# Problèmes à résoudre
- 1) Répondez à ces questions à l'aide du passage du document :
(a) Quel prénom le voisin a-t-il donné à sa dernière enfant ?
(b) Quel livre est promis au voisin au moment où il s'apprête à remonter chez lui ?
(c) Quels sont les numéros des parcelles achetées ?
- 2) Traduisez en anglais cette phrase du passage du document : « « Faire cattleya », chez Proust, c'est un code secret entre Swann et Odette pour désigner l'acte amoureux. »
- 3) Reproduisez à l'identique un extrait du passage du document : commencez aux mots « De retour au » et arrêtez-vous après « baignée de soleil. ».

==== Passage du document

Il trouve un écrou dans un garage ouvert non occupé. Il dévisse l’écrou pour le placer sur la porte du garage de ma mère. Je finis par l’amadouer et nous remontons dans l’immeuble. En passant, il observe scrupuleusement les jardiniers qui taillent bruyamment la haie. « C’est pas trop tôt, dit-il. On les aura attendus, ceux-là ». Ni ma mère ni moi n’avions jamais pensé à ce taillage de haie, ni à ceux qui le font.

Ma mère invite le voisin à boire un café dans l’appartement. Nous lui posons des questions sur son boulot et sur la Martinique. Il s’avère un papa poule qui s’inquiète beaucoup pour l’avenir de ses enfants. Sa dernière, il l’a appelée Cattleya, comme l’orchidée. Est-ce à cause de Proust et des fameux cattleyas d’Odette de Crécy ? « Faire cattleya », chez Proust, c’est un code secret entre Swann et Odette pour désigner l’acte amoureux. Non, dit le voisin, c’est en référence à un film d’action qui se déroule en Amérique du sud. L’héroïne qui porte ce nom est une meurtrière.

Quand il s’apprête à remonter chez lui, je lui promets de lui offrir Un amour de Swann.

De retour au salon, ma mère va chercher son agenda pour noter le prénom des enfants de son voisin. « Alors, il y a Cattleya, Naomie… Tu te souviens des autres ? »

Sage précaire propriétaire

Je tiens à le dire avec force et en m’avançant pour prévenir toutes les critiques. Tout sage précaire que je suis, je ne crains pas d’être propriétaire, le cas échéant. La chose est faite, actée, notariée et payée : vous avez devant vous l’heureux propriétaire des parcelles 376 et 379 entre le Puech Sigal et La Rouvière. Une terre magnifique en pleine montagne, où coule une source d’eau pure. Une terre bénie des Dieux, baignée de soleil.

========
==== Extraits de données

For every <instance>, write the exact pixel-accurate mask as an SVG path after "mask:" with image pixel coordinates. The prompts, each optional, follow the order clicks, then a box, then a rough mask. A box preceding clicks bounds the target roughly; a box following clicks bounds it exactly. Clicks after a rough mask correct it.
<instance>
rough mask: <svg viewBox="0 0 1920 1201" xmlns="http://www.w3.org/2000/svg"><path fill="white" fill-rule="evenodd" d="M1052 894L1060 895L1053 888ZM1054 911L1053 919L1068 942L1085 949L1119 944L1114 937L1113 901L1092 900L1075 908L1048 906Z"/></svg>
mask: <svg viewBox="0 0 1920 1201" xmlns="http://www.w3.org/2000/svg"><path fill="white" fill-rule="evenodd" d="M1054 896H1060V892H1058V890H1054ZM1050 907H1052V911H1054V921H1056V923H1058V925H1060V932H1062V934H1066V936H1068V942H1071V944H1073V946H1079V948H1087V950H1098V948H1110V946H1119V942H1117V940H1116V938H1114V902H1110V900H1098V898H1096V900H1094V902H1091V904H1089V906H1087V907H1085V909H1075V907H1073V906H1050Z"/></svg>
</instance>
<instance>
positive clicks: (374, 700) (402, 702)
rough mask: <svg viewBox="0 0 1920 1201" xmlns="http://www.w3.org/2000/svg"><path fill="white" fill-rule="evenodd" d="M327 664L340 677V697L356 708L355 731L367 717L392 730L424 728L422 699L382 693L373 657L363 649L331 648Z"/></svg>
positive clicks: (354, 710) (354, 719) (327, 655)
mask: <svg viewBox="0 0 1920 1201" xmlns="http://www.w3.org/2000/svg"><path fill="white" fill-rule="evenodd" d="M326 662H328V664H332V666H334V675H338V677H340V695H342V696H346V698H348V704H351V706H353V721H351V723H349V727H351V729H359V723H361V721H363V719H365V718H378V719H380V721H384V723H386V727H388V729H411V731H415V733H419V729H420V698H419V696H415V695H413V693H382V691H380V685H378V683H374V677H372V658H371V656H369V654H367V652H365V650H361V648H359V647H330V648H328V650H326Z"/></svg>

========

# Réponses dans l'ordre
- 1)
(a) Cattleya.
(b) Un amour de Swann.
(c) Les parcelles 376 et 379.

- 2) In Proust, "faire cattleya" is a secret code between Swann and Odette for the act of love.

- 3)
De retour au salon, ma mère va chercher son agenda pour noter le prénom des enfants de son voisin. « Alors, il y a Cattleya, Naomie… Tu te souviens des autres ? »

Sage précaire propriétaire

Je tiens à le dire avec force et en m’avançant pour prévenir toutes les critiques. Tout sage précaire que je suis, je ne crains pas d’être propriétaire, le cas échéant. La chose est faite, actée, notariée et payée : vous avez devant vous l’heureux propriétaire des parcelles 376 et 379 entre le Puech Sigal et La Rouvière. Une terre magnifique en pleine montagne, où coule une source d’eau pure. Une terre bénie des Dieux, baignée de soleil.